---------- Extrait du texte ----------

L’ESS s’affirme souvent comme locale, territorialisée ; le développement durable souligne, lui, sa dimension globale. Comment articuler les deux ? Comment organiser des solidarités locales, voulues choisies, à l’heure où le changement climatique nous rappelle notre interdépendance de fait ? Comment, d’un côté, éviter les égoïsmes territoriaux, souvent nationaux d’ailleurs, promus par un populisme d’extrême droite et, de l’autre, construire des solidarités internationales qui ne soient plus basées sur un esprit et une culture de la bienfaisance, hérités d’un passé colonial qu’il convient de dépasser ? Comment rendre les territoires résilients ? Quels sont les espaces publics qui, à l’image des espaces publics de proximité chers à l’ESS, permettent aux habitant·es des différents territoires du globe de décider ensemble de la bonne échelle d’action ? De quel territoire parle-t-on ? Un territoire réceptacle de stratégies allochtones, extraverties et de capture d’activités ou de patrimoine s’affichant comme participant au DD (greenwashing) ou comme un territoire révélant des ressources au travers d’initiatives endogènes reposant sur les principes d’autonomisation territoriale, d’auto-organisation, de gratuité et de réciprocité, un commun ? Les communs, lorsqu’ils sont attachés à l’enjeu de la démocratie tout autant qu’à celui de l’écologie, peuvent-ils constituer un véhicule permettant de relier les dimensions locales et internationales, tout autant que de susciter des convergences entre différents formes et niveaux de solidarité ? Comment, dans ce contexte, s’articulent les traditions différentes, de l’ESS, du DD, de la solidarité internationale et du commerce équitable ? Comment aussi traiter, concrètement, les questions migratoires ? Sur ce dernier point, les études sur les migrations promeuvent aujourd’hui, pour en penser les liens financiers et humains, le concept de « translocal ». Elles substituent ce concept à celui de transnational afin d’indiquer que les solidarités associent des communautés locales ancrées dans des espaces différents. Ce faisant, elles ouvrent la perspective d’un translocalisme des territoires durables et solidaires qu’il convient d’explorer.
Axe IV : Pratiques émergentes et DD.

---------- Enregistrements fournis ----------

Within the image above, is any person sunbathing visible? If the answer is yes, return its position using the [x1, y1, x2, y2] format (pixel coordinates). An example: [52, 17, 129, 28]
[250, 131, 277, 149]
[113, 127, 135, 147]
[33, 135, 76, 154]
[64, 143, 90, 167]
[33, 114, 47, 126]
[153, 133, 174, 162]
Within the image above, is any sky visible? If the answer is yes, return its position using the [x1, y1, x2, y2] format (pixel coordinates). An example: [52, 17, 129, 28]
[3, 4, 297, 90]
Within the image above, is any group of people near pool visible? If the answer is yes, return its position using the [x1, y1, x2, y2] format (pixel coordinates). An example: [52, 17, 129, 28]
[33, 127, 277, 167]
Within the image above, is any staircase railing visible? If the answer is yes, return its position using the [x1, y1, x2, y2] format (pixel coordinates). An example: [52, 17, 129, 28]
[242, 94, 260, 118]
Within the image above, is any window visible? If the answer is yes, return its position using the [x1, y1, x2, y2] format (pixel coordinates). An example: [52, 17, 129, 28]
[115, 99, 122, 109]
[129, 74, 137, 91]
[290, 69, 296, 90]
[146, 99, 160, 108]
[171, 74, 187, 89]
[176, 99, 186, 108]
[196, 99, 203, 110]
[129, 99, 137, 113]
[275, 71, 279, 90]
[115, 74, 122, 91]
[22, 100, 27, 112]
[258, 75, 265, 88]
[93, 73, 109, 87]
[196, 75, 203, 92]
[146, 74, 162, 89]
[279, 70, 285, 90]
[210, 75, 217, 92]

----------

Consigne | Traduisez en anglais cette phrase de l’extrait sur l’ESS et le développement durable : « Elles substituent ce concept à celui de transnational afin d’indiquer que les solidarités associent des communautés locales ancrées dans des espaces différents. »

Réponse | They use this concept in place of "transnational" in order to indicate that forms of solidarity bring together local communities rooted in different spaces.